My view is that you'll never align with one party 100% of the time, or at least, you shouldn't. If you agree with someone 100% of the time, only one of you is doing the thinking.

For me, it's not a lesser of two evils thing, I go for whichever candidate has the same core values.

I'm an independent that's never voted for a democrat, just can't find one that meshes well with me. That being said, Tulsi Gabbard seems like someone I could have a great conversation with.


----------



## Vanilla (Dec 11, 2009)

Ray said:


> My view is that you'll never align with one party 100% of the time, or at least, you shouldn't. If you agree with someone 100% of the time, only one of you is doing the thinking.


I could not agree with this post any more than I do! If you agree with 100% of what your political party is telling you, that is a problem and if fate say you are simply a puppet at that point. Sorry, not sorry.

I vote Republican more than anything else because the core values are more closely aligned, but I don't agree with the Republican platform on every issue. I wish we'd get rid of parties all together. General Washington had it right, way back when.


----------



## middlefork (Nov 2, 2008)

When candidates end up with a 60 +% of the votes in the general election they tend to believe they must have all the answers. Now if it were closer to 51% then maybe they think they have some listening to do.


----------



## RandomElk16 (Sep 17, 2013)

I think the public lands issue is a republican one. BUT - they also don't necessarily want to endorse all 4 of those candidates. I think Huntsman is one who is more moderate and they they don't love that.


----------



## Lone_Hunter (Oct 25, 2017)

RandomElk16 said:


> I think the public lands issue is a republican one.


Unfortunately it is. Team R would be the first ones to sell it off. On the other side of the political coin, Team D would try and preserve public lands, but then they wouldn't let you do anything on them except look on from afar.


----------



## #1DEER 1-I (Sep 10, 2007)

Vanilla said:


> I'm guessing if all four candidates vying for the republican nomination this month were asked in a debate if they supported the transfer of federal lands to state ownership the answer would be in the affirmative for all four.
> 
> That issue is not a separator issue in the Republican Party. The issue is articulated in the Republican Party official platform. Some may believe it stronger than others, but I doubt any candidate would publicly drift from an articulated principle in the party platform in a Party primary election.


Agreed, I listened to their rural debate last night on the radio. All 4 were supportive of changes in land policy. The stark differences, Hughes and Wright both mentioned transfer, whereas Huntsman and Cox mentioned fighting more for more fair PILT payments on the land and never explicitly said transfer like the other two did. The main reason Huntsman is who I voted for is because I'm confident he won't let the legislature dictate every move he makes and is willing to step outside Utah norms for beneficial change. His changes to liquor policy in the state back in 2008 were very beneficial to business and tourism and the states economy. Had he not been pushing hard for those things to happen and been advocating for updated alcohol policy(which is taboo here) who knows if it even would have happened and it's benefitted several venues, businesses, and the state in tax revenue. Cox is a nice guy, and will be a decent Governor, but I don't expect him to do much as far as stepping outside the traditional thought process or pressuring the legislature to do things beneficial even if it's not in line with the good old boy system. He will undoubtably side with the Farm bureau more than sportsmen on issues as well IMO.

■ ■ ■ ■ ■

__Directions__:
1. In the forum thread, which two candidates mentioned transferring land during the rural debate?
2. From the forum thread, extract word for word everything from "I vote Republican" down to "way back when.".

__Provided material__:
■ ■ ■ ■ ■

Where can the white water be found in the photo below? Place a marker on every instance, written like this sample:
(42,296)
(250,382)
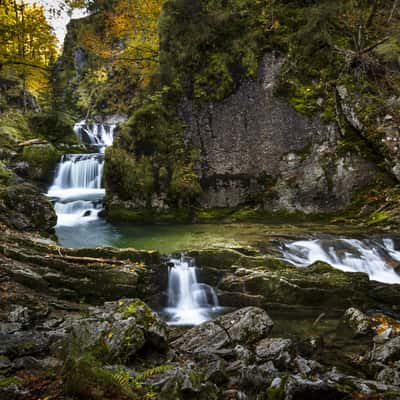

■ ■ ■ ■ ■

__Answers by task__:
1. Hughes and Wright.

2.
I vote Republican more than anything else because the core values are more closely aligned, but I don't agree with the Republican platform on every issue. I wish we'd get rid of parties all together. General Washington had it right, way back when.